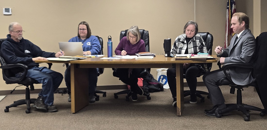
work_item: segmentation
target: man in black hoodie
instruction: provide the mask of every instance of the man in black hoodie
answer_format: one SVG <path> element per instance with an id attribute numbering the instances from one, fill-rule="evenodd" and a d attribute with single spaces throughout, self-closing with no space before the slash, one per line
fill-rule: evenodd
<path id="1" fill-rule="evenodd" d="M 54 92 L 58 87 L 63 79 L 62 75 L 46 67 L 39 67 L 34 61 L 38 59 L 46 59 L 49 57 L 58 57 L 64 52 L 54 52 L 43 51 L 38 46 L 22 37 L 24 31 L 21 25 L 17 22 L 11 23 L 9 27 L 9 34 L 2 44 L 1 52 L 8 64 L 20 63 L 28 67 L 27 76 L 33 78 L 42 84 L 42 90 L 37 100 L 32 106 L 44 112 L 57 111 L 53 105 Z M 19 73 L 22 70 L 14 70 Z M 20 76 L 19 75 L 16 75 Z"/>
================================
> **Stated goal**:
Reproduce every line of the records above verbatim, omitting the pictures.

> **Solution to this problem**:
work_item: segmentation
target: man in black hoodie
instruction: provide the mask of every instance of the man in black hoodie
answer_format: one SVG <path> element per instance with an id attribute numbering the instances from one, fill-rule="evenodd" and a d attribute with single spaces throughout, self-closing with no space before the slash, one per line
fill-rule: evenodd
<path id="1" fill-rule="evenodd" d="M 54 92 L 58 87 L 63 79 L 62 75 L 46 67 L 39 67 L 34 61 L 38 59 L 46 59 L 49 57 L 58 57 L 64 52 L 54 52 L 43 51 L 38 46 L 22 37 L 24 31 L 21 25 L 17 22 L 11 23 L 9 27 L 9 34 L 2 44 L 1 52 L 8 64 L 20 63 L 28 67 L 27 76 L 33 78 L 42 84 L 42 90 L 37 100 L 32 106 L 44 112 L 57 111 L 53 105 Z M 19 73 L 22 70 L 14 70 Z M 20 76 L 19 75 L 16 75 Z"/>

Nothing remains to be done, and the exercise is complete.